TASK DIRECTIONS: Include in the output exactly the lines from the opening of the data through the line containing "the black and", and nothing more.
*** SUPPLIED DATA Section Begins ***
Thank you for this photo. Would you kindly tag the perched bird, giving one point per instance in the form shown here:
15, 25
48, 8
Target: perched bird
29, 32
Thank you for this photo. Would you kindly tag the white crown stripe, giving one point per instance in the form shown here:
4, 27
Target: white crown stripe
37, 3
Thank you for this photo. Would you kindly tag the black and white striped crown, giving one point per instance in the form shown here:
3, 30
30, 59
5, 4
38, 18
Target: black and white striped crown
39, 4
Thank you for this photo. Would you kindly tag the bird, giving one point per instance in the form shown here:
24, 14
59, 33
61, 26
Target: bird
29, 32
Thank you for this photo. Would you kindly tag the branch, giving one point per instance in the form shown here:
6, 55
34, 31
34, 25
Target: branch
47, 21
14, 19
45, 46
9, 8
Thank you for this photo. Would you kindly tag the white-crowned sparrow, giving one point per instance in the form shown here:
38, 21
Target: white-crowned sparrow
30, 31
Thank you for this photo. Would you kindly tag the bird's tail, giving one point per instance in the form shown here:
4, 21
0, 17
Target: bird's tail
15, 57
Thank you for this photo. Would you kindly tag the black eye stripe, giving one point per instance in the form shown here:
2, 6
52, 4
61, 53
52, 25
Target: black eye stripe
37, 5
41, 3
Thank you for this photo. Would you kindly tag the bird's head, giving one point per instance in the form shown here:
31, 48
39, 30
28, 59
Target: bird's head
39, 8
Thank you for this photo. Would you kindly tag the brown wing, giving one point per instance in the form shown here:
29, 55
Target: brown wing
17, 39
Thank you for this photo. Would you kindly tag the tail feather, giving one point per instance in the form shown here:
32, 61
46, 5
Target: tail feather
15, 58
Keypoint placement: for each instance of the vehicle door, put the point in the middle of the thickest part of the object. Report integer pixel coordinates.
*** SUPPLIED DATA Section Ends ***
PROBLEM SOLUTION:
Thank you for this photo. Would you kindly tag the perched bird, giving one point per instance in the form shown here:
15, 25
48, 8
Target: perched bird
29, 32
Thank you for this photo. Would you kindly tag the white crown stripe, giving one point per instance in the form shown here:
4, 27
Target: white crown stripe
37, 3
Thank you for this photo. Would you kindly tag the black and white striped crown, giving one point per instance in the form shown here:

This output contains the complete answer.